» Requisitos da tarefa:
(A) Segundo a resenha sobre o novo disco do Grimes, qual é o nome verdadeiro da cantora?
(B) Escreva a continuação da resenha sobre o novo disco do Grimes, começando logo após a última frase apresentada.

É possível analisar o novo disco do Grimes - nome artístico da cantora canadense Claire Boucher - a partir de dois pontos de vista distintos. Explico: quando a artista lançou seu primeiro registro, intitulado Geidi Primes - após algumas incursões bem-sucedidas na cena musical eletrônica underground - o que os ouvintes encontraram foi um álbum recheado de canções com emanações etéreas, barulhos espaciais e um clima onírico. Todo esse contexto pouco óbvio a distanciava de toda e qualquer incursão pelo pop mais acessível - ainda que a sua voz adocicada e pegajosa fosse um verdadeiro convite para esse modelo. Na época, canções como Caladan, Sardaukar Levenbrech e Gambang mais pareciam retiradas de dentro de um caldeirão capaz de misturar música medieval, industrial e o eletrônica, com uma passada pelo hip hop, até chegar ao noise rock.

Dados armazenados
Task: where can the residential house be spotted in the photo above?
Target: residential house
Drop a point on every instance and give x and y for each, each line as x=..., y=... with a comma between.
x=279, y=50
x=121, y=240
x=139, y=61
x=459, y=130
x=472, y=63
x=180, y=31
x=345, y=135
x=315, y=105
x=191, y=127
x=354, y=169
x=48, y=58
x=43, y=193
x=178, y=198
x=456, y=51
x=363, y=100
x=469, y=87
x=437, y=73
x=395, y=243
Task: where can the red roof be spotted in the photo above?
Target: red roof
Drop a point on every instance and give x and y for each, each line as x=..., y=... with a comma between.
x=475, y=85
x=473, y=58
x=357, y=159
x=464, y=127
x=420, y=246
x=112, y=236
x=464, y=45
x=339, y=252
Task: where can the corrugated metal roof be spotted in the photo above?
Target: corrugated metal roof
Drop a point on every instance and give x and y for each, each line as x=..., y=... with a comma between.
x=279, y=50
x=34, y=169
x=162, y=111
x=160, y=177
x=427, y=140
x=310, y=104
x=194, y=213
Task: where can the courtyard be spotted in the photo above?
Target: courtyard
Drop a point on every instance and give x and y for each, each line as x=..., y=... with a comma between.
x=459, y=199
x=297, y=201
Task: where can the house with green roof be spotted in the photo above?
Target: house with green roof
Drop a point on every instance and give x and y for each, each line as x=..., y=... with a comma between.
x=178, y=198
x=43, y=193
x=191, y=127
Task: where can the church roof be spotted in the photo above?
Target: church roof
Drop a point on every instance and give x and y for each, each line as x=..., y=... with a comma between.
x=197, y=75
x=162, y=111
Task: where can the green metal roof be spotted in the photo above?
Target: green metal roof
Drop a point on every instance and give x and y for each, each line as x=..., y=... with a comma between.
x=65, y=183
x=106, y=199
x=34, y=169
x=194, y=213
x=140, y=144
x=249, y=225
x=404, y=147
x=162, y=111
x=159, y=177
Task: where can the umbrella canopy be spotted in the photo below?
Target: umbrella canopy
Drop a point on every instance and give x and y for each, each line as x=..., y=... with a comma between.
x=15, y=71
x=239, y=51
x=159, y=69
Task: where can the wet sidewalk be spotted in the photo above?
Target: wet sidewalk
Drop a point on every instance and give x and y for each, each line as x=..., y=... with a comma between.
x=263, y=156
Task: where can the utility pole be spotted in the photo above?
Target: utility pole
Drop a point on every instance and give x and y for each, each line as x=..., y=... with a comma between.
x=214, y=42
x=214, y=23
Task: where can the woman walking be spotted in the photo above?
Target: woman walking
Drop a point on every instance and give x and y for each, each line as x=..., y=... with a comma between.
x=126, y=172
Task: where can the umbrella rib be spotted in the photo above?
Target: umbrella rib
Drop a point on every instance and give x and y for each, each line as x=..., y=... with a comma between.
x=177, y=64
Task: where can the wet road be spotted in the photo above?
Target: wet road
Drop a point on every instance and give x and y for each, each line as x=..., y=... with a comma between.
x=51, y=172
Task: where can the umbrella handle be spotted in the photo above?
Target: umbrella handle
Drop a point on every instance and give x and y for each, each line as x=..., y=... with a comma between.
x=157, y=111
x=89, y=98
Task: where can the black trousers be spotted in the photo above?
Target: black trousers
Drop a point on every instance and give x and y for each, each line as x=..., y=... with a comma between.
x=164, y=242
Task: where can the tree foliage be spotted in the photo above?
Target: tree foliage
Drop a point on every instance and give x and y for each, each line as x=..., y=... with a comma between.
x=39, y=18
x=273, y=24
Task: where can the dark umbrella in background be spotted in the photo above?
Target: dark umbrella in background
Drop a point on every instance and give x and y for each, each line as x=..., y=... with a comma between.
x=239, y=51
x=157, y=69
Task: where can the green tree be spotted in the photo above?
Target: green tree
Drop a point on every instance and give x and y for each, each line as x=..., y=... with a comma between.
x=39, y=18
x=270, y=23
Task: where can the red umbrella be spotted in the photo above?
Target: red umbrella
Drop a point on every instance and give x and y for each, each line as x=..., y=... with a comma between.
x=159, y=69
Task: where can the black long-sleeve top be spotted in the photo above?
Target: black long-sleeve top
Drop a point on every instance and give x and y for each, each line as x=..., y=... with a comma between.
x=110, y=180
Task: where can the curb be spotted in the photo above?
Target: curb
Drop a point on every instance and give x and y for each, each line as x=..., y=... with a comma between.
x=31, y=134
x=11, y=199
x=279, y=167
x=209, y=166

» Respostas:
(A) Claire Boucher.

(B)
Em geral, até o espetacular Visions, disco lançado no começo de 2012, não era uma artista lá muito fácil de ser ouvida. A forma com que a cantora intercalava elementos tão distintos talvez pudesse representar um desafio meio exagerado para ouvintes mais acostumados com outras bandas com meninas nos vocais e que pudessem ser mais facilmente digeridas - casos do Chvrches ou do Best Coast. Só que o Visions, é preciso que se diga, pareceu determinar uma espécie de mudança de estilo dentro de tudo aquilo que o Grimes tinha realizado até então - e canções como Genesis (uma das melhores músicas do planeta, por sinal) e Oblivion, ainda que carregassem nas enevoadas tintas siderais, quase eram capazes de soar tão facilmente audíveis como assim são os momentos mais comerciais de artistas tão variadas como Annie Lennox e Kate Bush. Enfim, o pop batia na porta.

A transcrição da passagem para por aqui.